### ZIEL
Wie lautet der Satz „Der Schatzmeister der SPD grübelt seit Monaten über Sparplänen.“ aus dem Textauszug über die Finanzen der SPD auf Englisch?
### ZITIERTER TEXTAUSZUG
Dietmar Nietan hat erstaunlich gute Laune so früh am Morgen, um 7.30 Uhr beim Frühstück im Bundestagsrestaurant. Der Schatzmeister der SPD grübelt seit Monaten über Sparplänen. Allein die komplizierte Regierungsbildung mit Sonderparteitagen und dem SPD-Mitgliedervotum hat rund vier Millionen Euro extra gekostet.

Noch so ein Sonderparteitag und Nietan hätte wohl in die Tischkante gebissen – so teuer hat er sich das mit der innerparteilichen Demokratie nicht vorgestellt. Ihm fehlen wegen des Absturzes auf 20,5 Prozent bei der Bundestagswahl auch noch jährlich 1,6 Millionen Euro aus der staatlichen Parteienfinanzierung – die wichtigste Einnahmequelle mit rund einem Drittel Anteil, danach folgen die Mitgliedsbeiträge.
######
### DATENAUSZUG
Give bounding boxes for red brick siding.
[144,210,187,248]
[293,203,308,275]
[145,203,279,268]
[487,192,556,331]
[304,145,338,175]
######
### GELÖSTE AUFGABE
The SPD's treasurer has been brooding over austerity plans for months.